• _YOUR TASK_
Omit every image, and transcribe the remaining entries exactly as given.

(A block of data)
========================================================================

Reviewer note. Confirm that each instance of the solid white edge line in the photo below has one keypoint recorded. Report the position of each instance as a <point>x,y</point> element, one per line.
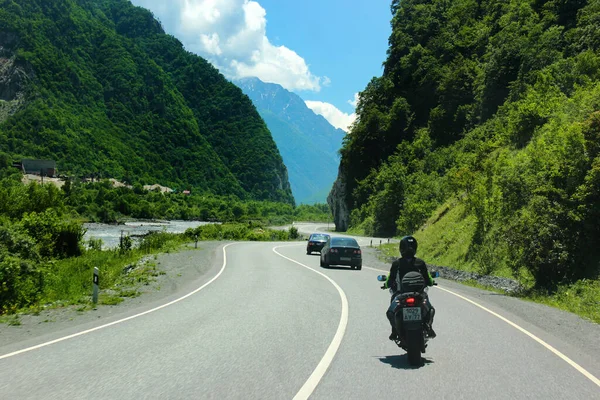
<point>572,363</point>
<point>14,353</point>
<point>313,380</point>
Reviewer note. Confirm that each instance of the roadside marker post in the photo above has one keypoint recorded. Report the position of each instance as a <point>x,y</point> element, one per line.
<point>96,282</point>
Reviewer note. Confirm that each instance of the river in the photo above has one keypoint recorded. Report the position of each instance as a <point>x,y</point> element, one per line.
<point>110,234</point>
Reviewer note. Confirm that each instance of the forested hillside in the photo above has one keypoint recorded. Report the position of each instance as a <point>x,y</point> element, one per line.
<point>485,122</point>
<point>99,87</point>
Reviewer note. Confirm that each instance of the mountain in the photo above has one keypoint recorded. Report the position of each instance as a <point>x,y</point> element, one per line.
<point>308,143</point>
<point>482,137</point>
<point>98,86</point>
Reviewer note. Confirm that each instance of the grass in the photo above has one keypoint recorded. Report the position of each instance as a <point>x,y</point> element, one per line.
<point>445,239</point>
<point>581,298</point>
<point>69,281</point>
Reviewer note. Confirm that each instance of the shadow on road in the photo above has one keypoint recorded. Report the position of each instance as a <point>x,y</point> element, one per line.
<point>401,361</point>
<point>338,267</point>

========================================================================

• _TASK ANSWER_
Reviewer note. Confirm that each instance of the solid white edge line in the photo below has one keypoint recorded. Report the position of each instance as a <point>x,y</point> element, one per line.
<point>572,363</point>
<point>14,353</point>
<point>313,380</point>
Reviewer note. Confirm that each instance of the roadside marker post in the photo above has one keypoint recorded. Report the position of each instance as a <point>x,y</point> element, one per line.
<point>96,282</point>
Reviewer note. Confirm that each instance of the river in the photo above has one keypoint recorded. Report the position of each instance as a <point>x,y</point> element, one per line.
<point>110,234</point>
Reviewer note. Confirm that each instance of the forested hillside in the photo above has one keypoint recorded. Report the position of each instance as a <point>x,y</point> element, one per line.
<point>485,122</point>
<point>99,87</point>
Reviewer note. Confirm that each instance of the mountain in the photo above has one keypoint recorded. Report the position of each instance as a <point>x,y</point> element, one per line.
<point>308,143</point>
<point>482,137</point>
<point>98,86</point>
Reviewer note. Confirm that each instance of the grass in the photo above has one keypoint recorded. Report the position of each instance as a <point>x,y</point> element, one per line.
<point>445,239</point>
<point>581,298</point>
<point>69,281</point>
Reviewer note. Confirm that each instance of the shadow on road in the photo above has one keypoint recorded. Report the position of each instance as a <point>x,y</point> element, one per line.
<point>401,361</point>
<point>338,267</point>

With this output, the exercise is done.